[Stored entries]
+-------+

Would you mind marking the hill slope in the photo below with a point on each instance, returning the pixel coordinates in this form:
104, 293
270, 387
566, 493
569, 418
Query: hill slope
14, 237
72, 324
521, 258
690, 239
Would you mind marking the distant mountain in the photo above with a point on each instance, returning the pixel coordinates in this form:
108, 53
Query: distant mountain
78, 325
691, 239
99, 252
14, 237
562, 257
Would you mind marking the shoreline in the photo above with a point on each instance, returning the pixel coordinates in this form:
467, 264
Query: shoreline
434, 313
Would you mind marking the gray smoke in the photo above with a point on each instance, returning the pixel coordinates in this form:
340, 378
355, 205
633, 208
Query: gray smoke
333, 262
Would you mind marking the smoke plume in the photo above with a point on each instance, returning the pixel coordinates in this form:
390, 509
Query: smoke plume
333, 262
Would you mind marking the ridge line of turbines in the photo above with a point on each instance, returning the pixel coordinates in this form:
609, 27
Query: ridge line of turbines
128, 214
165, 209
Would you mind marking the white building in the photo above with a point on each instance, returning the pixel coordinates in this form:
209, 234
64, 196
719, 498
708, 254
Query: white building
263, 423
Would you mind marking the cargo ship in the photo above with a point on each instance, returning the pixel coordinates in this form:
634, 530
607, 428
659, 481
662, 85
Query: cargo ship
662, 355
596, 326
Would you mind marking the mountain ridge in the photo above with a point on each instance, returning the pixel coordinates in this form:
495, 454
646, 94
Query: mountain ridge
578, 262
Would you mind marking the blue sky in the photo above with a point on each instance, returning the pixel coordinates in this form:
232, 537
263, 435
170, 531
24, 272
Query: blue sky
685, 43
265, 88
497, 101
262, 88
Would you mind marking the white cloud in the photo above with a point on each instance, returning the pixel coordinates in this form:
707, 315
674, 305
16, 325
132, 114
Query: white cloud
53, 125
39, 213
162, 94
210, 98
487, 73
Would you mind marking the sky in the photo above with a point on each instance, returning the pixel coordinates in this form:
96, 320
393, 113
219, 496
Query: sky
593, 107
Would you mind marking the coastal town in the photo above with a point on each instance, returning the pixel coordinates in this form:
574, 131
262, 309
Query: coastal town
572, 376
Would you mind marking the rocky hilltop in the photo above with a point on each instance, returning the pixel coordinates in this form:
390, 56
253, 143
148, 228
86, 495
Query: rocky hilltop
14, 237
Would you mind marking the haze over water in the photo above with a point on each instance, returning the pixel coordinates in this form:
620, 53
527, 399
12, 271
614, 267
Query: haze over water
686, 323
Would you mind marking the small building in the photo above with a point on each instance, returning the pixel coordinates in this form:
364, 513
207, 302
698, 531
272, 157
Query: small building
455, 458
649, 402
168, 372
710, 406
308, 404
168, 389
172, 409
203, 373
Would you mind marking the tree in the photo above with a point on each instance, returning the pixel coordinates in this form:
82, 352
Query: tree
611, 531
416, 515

+-------+

Reproduce the listing shown above in its entirety, exactly.

▶ Right answer
Would you mind marking the hill slope in the photo below with a point on each instance, returning the pixel coordinates in this form:
104, 293
270, 387
566, 493
569, 418
Query: hill slope
14, 237
72, 324
521, 258
690, 239
Would you mind marking the distant mountain in the photo above with a point on each instance, returning the pixel coordinates in this form:
108, 53
Query: distant mountain
78, 325
691, 239
99, 252
14, 237
562, 257
Would you mind marking the shoreline in the photo above with a point on each instance, returning the pixel coordinates in this form:
467, 264
Query: shoreline
434, 313
Would you mind marking the gray smoke in the photo above with a point on each instance, returning the pixel coordinates in this form:
340, 378
355, 205
633, 208
Query: gray smoke
333, 262
Would you mind marking the smoke plume in the photo above with a point on each instance, returning the pixel coordinates in this form:
390, 509
Query: smoke plume
333, 262
Would you mind marking the ridge line of turbines in the photo above with a point on each instance, returning the pixel coordinates in this form:
609, 27
Query: ridge line of turbines
128, 214
165, 209
Would you mind marking the white building in the photo above with a point on each instance, returning the pixel coordinates in this form:
209, 234
64, 196
719, 498
708, 254
Query: white building
263, 423
Would you mind marking the cargo ship in the photo above with a point on each instance, returning the pixel coordinates in this form:
634, 530
607, 428
659, 481
662, 85
Query: cargo ship
662, 355
596, 326
Would you mind marking the mountain ridge in the photo above with a point on each instance, returning the pixel coordinates in this form:
495, 454
646, 94
Query: mountain ridge
578, 262
Would you mind marking the blue sky in the photo above with a point on each instance, returning the pixel coordinates in this form:
232, 537
263, 435
170, 531
24, 272
Query: blue sky
685, 43
265, 88
497, 101
262, 88
Would you mind marking the white cloud in the photo above with a point on each instance, returning the pixel coordinates in this form:
707, 315
674, 305
16, 325
132, 114
Query: white cloud
53, 125
39, 213
162, 94
210, 98
487, 73
Would you mind marking the sky in the photo above with a point on each instance, returning the pixel coordinates in this form:
96, 320
393, 113
219, 496
Query: sky
593, 107
Would you mind marking the coastal town in the photo above with a point on each instance, returning the pixel coordinates in this form:
574, 131
262, 309
Query: coastal town
572, 376
Would you mind marking the rocky hilltop in the photo above with a point on each instance, returning the pixel coordinates in this form:
390, 56
253, 143
148, 228
86, 495
Query: rocky hilltop
14, 237
Would you mind marking the haze over water in the photo above with a point on each instance, returning the pixel coordinates in this form:
620, 53
527, 399
12, 271
614, 267
Query: haze over water
686, 323
Would you mind marking the small building in the photo above with a point on each instance, returning the pixel coordinates in this form:
364, 513
207, 302
698, 531
272, 157
Query: small building
455, 458
649, 402
168, 372
710, 406
308, 404
168, 389
172, 409
203, 373
Would you mind marking the tree in the photo above with a point on each instance, returning the pixel coordinates in this form:
82, 352
Query: tree
611, 531
416, 515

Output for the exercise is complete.